> _TASK REQUIREMENTS_:
Only the last stretch of the records is wanted: restate word for word the line with "Target: metal sign pole" and every line after it.

> _DATASET ENTRIES_:

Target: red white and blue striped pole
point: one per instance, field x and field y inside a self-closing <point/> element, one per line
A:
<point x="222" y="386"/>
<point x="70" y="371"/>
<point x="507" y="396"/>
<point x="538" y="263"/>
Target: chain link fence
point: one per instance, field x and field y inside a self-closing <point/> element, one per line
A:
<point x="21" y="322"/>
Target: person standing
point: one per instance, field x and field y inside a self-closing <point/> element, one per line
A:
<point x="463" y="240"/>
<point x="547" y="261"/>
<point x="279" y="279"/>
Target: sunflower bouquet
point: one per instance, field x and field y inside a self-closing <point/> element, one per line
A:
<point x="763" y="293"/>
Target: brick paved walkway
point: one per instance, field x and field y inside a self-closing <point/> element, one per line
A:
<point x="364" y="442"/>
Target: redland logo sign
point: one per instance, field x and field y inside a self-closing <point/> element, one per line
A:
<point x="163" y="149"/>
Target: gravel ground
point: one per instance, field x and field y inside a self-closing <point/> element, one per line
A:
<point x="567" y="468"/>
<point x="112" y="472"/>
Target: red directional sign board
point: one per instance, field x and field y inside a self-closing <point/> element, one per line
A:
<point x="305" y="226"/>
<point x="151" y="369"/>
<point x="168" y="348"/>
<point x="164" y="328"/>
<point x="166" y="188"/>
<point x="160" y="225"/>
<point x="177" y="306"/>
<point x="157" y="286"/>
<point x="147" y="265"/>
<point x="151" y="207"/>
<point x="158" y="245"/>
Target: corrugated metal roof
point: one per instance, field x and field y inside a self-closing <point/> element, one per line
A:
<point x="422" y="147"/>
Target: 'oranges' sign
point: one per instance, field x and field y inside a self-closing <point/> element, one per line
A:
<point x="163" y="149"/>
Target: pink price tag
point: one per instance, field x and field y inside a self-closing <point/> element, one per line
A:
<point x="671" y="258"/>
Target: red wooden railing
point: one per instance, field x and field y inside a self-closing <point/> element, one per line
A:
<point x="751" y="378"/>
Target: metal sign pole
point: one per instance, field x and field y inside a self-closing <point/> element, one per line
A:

> _ANSWER_:
Target: metal sign pole
point: one per instance, field x and field y inside a self-closing <point/> element, one per line
A:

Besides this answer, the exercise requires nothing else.